Coordinate annotation entries:
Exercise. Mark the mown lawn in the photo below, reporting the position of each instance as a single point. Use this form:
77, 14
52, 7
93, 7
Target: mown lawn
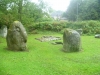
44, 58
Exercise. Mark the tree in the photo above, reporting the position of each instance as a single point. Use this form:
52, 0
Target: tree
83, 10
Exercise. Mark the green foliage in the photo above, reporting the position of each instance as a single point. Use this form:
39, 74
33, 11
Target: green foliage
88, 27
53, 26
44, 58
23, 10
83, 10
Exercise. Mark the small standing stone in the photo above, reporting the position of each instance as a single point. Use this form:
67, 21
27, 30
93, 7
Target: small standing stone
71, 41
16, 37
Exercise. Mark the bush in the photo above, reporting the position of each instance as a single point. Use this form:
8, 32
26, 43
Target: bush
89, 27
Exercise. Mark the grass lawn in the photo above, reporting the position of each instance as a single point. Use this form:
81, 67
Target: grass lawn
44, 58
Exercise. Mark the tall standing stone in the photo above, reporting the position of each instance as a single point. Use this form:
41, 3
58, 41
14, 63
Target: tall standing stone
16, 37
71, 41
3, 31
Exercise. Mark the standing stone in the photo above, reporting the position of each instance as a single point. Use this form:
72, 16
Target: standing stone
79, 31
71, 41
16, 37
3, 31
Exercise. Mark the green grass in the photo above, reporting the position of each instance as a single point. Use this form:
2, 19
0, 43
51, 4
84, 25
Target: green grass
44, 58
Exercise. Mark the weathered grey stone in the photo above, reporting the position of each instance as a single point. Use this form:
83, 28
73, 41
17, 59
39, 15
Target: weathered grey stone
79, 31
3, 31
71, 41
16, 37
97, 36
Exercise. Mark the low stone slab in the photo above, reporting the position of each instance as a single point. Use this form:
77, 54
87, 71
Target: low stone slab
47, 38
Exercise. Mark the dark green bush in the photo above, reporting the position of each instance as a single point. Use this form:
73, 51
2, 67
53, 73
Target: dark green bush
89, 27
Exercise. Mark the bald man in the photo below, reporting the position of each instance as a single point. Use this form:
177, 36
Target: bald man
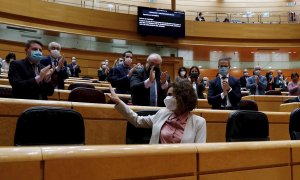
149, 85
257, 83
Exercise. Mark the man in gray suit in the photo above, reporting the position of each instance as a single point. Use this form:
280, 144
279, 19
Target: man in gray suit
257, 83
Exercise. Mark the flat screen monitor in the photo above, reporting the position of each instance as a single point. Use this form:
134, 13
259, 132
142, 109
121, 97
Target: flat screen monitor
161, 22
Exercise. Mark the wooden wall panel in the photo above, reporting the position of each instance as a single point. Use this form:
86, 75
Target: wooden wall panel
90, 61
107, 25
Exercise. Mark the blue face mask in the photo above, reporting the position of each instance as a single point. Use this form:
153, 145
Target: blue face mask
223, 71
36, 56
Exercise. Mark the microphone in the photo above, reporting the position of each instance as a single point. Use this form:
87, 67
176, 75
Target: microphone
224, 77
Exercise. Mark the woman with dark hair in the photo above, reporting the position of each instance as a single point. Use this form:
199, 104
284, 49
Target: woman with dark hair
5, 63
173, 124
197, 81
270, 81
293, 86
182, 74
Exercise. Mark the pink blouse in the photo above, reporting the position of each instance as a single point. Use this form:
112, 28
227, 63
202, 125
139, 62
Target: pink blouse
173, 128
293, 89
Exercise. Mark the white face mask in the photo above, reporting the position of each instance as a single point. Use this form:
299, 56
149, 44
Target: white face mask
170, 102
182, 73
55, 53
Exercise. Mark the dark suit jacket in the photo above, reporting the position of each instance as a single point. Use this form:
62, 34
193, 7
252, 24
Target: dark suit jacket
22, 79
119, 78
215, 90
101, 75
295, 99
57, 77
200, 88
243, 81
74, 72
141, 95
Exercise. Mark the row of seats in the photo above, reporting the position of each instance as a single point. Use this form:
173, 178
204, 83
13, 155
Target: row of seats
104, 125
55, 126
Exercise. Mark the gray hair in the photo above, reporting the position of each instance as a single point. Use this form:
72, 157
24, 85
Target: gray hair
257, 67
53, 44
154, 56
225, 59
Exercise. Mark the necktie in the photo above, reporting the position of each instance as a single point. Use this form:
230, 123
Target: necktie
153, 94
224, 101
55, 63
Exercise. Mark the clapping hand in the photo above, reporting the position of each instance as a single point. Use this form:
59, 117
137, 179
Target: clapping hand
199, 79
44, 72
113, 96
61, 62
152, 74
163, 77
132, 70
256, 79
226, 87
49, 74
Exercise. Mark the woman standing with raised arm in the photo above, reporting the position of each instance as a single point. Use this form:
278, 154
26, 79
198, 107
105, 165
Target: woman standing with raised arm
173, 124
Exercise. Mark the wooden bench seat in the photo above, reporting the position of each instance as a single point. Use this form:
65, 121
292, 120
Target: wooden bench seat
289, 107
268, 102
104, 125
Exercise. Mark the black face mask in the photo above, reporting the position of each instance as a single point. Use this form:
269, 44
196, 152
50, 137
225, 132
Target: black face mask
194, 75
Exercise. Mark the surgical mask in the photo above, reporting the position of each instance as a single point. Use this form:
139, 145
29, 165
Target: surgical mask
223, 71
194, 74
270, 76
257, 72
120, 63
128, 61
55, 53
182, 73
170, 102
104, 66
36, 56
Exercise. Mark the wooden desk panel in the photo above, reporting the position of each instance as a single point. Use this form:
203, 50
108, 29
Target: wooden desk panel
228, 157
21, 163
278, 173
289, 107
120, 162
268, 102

▸ **Task requirements**
Find the line with "Exercise. Mark the dark suit" in the listing above, then write out that line and each remaining line exactly, with no other text.

▸ **Response to the task**
Exercise. Mark the dark suit jacket in the photo above, reporting the position of each instance as a single point. Use this form:
62, 34
193, 7
252, 24
Target: dark suit jacket
22, 79
119, 78
215, 90
101, 75
295, 99
57, 77
200, 88
243, 81
74, 72
141, 95
Exercise. Mark the row of seats in the photo above, reporting the position of each instance as a single point. Use this form:
173, 178
204, 83
13, 155
Target: row of seats
104, 125
55, 126
Exercise. Mark the gray hair in the photo above, reporting the position of each instance as a single point. Use this form:
72, 157
24, 85
Target: gray hair
257, 67
53, 44
154, 56
225, 59
Exercise. Mark the necktie in the photo above, reporting the position of each instance as a single point. Use this form:
230, 123
Target: necktie
153, 94
224, 101
55, 63
Exercise. Mark the clapping hand in the photo above, reporting the position of each instance as a single point. Use this form:
59, 117
137, 179
Target: clapping hand
199, 79
44, 72
113, 96
61, 62
152, 74
163, 77
132, 70
256, 79
226, 87
49, 74
Exercise. Mark the woman standing with raised arm in the photo above, reporting the position of each instance as a single point. Use this form:
278, 154
26, 79
198, 107
105, 165
Target: woman standing with raised arm
173, 124
Exercise. Mark the wooden bench seat in the photo above, reporting the position of each instance as a single point. Use this form:
65, 121
292, 120
Target: wooden bench seat
289, 107
268, 102
104, 125
Exercise. Mark the black face mask in the photo above, reporting the position of each instance as a single point. Use this form:
269, 44
196, 152
50, 137
225, 132
Target: black face mask
194, 75
Exercise. Mark the surgical mask in the photo above, reporting the position of each instance as a single point. Use this form:
139, 145
29, 165
Target: surgical mask
223, 71
194, 74
270, 76
257, 72
120, 63
128, 61
55, 53
182, 73
170, 102
104, 66
36, 56
Exercise. Mark the wooden desk panel in the photo above, reporting the position of each instance as a single point. Use this form:
203, 50
108, 29
Target: wooden desk panel
228, 157
21, 163
278, 173
289, 107
120, 162
268, 102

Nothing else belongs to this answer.